Task instructions>
1) In the congress abstract, by how long does the proposed post-Lapita phase postdate the initial Lapita Cultural Complex expansion?
2) Name every discipline from which the congress abstract says the paper assembles insights.

Document text>

The 23rd IPPA Congress
The 23rd IPPA Congress
S54
Post‑Lapita Movements between Eastern Indonesia and Western Melanesia
Chris Ballard1*, Laura Arnold1, Tim Denham1, Beth Evans1, James Fox1, Shimona Kealy1, Ben Shaw1, Matthew Spriggs1, Ray Tobler1, and Anne Ford2
1Australian National University, Australia; 2University of Otago, New Zealand; *chris.ballard@anu.edu.au
No single discipline operating independently is capable of adequately describing and explaining key historical processes such as changes in language, group migration, or shifts in social structure. Yet we have few structured models of how to integrate multiple disciplinary perspectives in order to identify and articulate questions that would open up these topics for collaborative investigation. In this paper, we assemble insights from genetics, archaeology, anthropology, and linguistics to define a critical new area for inquiry: a distinct post‑Lapita phase of movements of people, languages, materials, and ideas out of eastern Indonesia and into western Melanesia. Overlapping but not entirely congruent results from independent studies on pottery, rock art, kinship terms, food crops and other plants, language histories, commensal animal distributions, and human DNA suggest that significant changes were introduced to New Guinea and much of Island Melanesia from sources in eastern Indonesia, or exchanged between these regions, during a period that postdates the initial Lapita Cultural Complex expansion by more than a thousand years. Our current challenge is to harness these multidisciplinary perspectives and build on their results in order to generate truly transdisciplinary research questions and programmes capable of producing more robust reconstructions of past processes.

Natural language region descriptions
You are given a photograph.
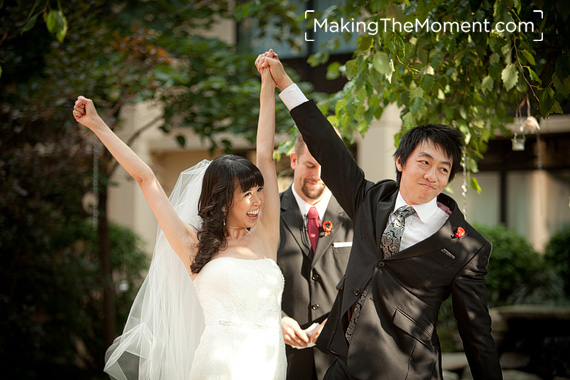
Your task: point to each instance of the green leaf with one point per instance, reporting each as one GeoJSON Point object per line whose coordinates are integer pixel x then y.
{"type": "Point", "coordinates": [533, 75]}
{"type": "Point", "coordinates": [510, 76]}
{"type": "Point", "coordinates": [487, 84]}
{"type": "Point", "coordinates": [56, 23]}
{"type": "Point", "coordinates": [350, 69]}
{"type": "Point", "coordinates": [427, 82]}
{"type": "Point", "coordinates": [529, 57]}
{"type": "Point", "coordinates": [333, 71]}
{"type": "Point", "coordinates": [30, 24]}
{"type": "Point", "coordinates": [381, 62]}
{"type": "Point", "coordinates": [364, 43]}
{"type": "Point", "coordinates": [475, 185]}
{"type": "Point", "coordinates": [561, 87]}
{"type": "Point", "coordinates": [181, 140]}
{"type": "Point", "coordinates": [417, 106]}
{"type": "Point", "coordinates": [546, 101]}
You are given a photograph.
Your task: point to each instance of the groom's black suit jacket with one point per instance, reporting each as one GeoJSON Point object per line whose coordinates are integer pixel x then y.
{"type": "Point", "coordinates": [310, 279]}
{"type": "Point", "coordinates": [395, 335]}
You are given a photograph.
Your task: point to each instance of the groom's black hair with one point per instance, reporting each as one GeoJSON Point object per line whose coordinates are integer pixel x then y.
{"type": "Point", "coordinates": [449, 139]}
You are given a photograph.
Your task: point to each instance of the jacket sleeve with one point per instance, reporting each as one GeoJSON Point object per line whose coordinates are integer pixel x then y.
{"type": "Point", "coordinates": [339, 170]}
{"type": "Point", "coordinates": [472, 315]}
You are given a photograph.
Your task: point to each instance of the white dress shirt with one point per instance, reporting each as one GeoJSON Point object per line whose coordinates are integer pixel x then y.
{"type": "Point", "coordinates": [427, 220]}
{"type": "Point", "coordinates": [321, 206]}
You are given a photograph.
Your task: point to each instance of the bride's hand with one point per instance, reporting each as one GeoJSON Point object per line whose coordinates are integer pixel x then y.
{"type": "Point", "coordinates": [317, 332]}
{"type": "Point", "coordinates": [293, 335]}
{"type": "Point", "coordinates": [85, 113]}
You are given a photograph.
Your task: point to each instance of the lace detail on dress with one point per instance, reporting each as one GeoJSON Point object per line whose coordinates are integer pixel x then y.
{"type": "Point", "coordinates": [241, 300]}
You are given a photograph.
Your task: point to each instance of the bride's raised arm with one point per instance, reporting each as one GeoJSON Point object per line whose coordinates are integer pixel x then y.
{"type": "Point", "coordinates": [264, 158]}
{"type": "Point", "coordinates": [180, 235]}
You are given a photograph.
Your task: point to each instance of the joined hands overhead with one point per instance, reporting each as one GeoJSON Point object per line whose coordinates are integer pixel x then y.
{"type": "Point", "coordinates": [270, 60]}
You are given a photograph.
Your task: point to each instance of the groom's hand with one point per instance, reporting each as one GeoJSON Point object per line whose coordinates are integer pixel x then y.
{"type": "Point", "coordinates": [293, 335]}
{"type": "Point", "coordinates": [317, 332]}
{"type": "Point", "coordinates": [269, 60]}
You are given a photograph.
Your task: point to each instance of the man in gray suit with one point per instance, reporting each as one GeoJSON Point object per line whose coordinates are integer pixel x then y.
{"type": "Point", "coordinates": [311, 275]}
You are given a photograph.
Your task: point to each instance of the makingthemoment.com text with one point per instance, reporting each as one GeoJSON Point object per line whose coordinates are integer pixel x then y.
{"type": "Point", "coordinates": [386, 24]}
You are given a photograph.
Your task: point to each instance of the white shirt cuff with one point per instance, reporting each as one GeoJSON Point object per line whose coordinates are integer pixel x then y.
{"type": "Point", "coordinates": [292, 96]}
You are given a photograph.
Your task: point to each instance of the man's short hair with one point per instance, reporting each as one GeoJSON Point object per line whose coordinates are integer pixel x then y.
{"type": "Point", "coordinates": [300, 145]}
{"type": "Point", "coordinates": [449, 139]}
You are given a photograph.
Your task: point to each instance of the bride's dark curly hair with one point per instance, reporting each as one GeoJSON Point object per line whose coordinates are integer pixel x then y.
{"type": "Point", "coordinates": [220, 180]}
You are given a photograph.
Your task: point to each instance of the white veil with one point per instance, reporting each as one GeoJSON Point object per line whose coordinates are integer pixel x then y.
{"type": "Point", "coordinates": [166, 321]}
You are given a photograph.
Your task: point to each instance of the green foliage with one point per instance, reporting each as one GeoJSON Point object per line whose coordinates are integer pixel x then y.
{"type": "Point", "coordinates": [557, 255]}
{"type": "Point", "coordinates": [516, 275]}
{"type": "Point", "coordinates": [118, 53]}
{"type": "Point", "coordinates": [472, 80]}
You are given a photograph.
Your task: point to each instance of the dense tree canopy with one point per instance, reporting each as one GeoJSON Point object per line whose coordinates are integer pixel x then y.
{"type": "Point", "coordinates": [471, 64]}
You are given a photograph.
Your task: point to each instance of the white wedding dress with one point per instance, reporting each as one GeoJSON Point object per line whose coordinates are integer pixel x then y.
{"type": "Point", "coordinates": [226, 324]}
{"type": "Point", "coordinates": [241, 300]}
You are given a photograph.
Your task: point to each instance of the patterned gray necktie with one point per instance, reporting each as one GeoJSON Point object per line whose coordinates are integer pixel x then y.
{"type": "Point", "coordinates": [392, 235]}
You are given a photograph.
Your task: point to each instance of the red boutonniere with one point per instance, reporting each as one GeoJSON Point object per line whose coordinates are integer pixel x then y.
{"type": "Point", "coordinates": [327, 227]}
{"type": "Point", "coordinates": [459, 232]}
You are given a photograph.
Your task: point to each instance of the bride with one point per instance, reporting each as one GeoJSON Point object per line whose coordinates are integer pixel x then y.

Per-task outputs>
1) By more than a thousand years.

2) Genetics, archaeology, anthropology, and linguistics.